Given task ->
Reproduce the records word for word, starting from the very first line and continuing down to and including the line that contains "[(603, 603), (498, 436)]".
-------------------------
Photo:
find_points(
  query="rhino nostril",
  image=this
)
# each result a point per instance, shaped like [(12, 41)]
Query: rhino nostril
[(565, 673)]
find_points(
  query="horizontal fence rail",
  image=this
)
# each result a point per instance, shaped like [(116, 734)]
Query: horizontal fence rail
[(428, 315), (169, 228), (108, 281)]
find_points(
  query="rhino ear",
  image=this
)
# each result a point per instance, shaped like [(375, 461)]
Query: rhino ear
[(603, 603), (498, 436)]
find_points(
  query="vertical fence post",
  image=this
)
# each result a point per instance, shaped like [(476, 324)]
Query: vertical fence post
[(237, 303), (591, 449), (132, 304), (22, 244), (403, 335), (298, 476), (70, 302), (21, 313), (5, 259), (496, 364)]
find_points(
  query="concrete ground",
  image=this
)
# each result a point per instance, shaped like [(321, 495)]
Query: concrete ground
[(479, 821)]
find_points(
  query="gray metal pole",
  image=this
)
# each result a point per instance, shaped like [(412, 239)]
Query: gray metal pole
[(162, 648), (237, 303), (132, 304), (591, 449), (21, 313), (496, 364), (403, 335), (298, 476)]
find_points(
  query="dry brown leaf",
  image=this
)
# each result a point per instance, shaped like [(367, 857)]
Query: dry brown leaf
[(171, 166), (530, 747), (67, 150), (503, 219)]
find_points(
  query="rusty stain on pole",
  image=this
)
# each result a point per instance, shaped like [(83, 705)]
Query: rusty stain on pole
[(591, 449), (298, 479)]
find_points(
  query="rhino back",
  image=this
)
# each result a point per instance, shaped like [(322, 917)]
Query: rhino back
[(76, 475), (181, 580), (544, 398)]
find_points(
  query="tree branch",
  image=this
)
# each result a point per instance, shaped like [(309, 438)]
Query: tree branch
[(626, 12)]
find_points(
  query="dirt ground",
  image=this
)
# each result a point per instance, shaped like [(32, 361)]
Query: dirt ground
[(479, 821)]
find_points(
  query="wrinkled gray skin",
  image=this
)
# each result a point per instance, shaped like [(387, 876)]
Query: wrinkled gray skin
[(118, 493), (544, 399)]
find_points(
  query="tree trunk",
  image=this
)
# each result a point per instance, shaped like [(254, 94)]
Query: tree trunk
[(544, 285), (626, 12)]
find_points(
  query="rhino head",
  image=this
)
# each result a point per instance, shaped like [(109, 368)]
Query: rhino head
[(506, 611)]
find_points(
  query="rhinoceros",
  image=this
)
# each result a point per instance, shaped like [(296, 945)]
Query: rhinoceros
-------------------------
Right answer ->
Photo:
find_points(
  query="rhino nostril",
  image=this
)
# each result a point per instance, shaped like [(12, 41)]
Query: rhino nostril
[(565, 673)]
find_points(
  query="horizontal fence rail",
  image=this
)
# each result a point per instance, shaped like [(116, 734)]
Query: horizontal fence rail
[(428, 315), (169, 228), (108, 281)]
find_points(
  query="rhino ear",
  image=this
)
# each result a point per instance, shaped like [(375, 461)]
Query: rhino ear
[(603, 603), (498, 436)]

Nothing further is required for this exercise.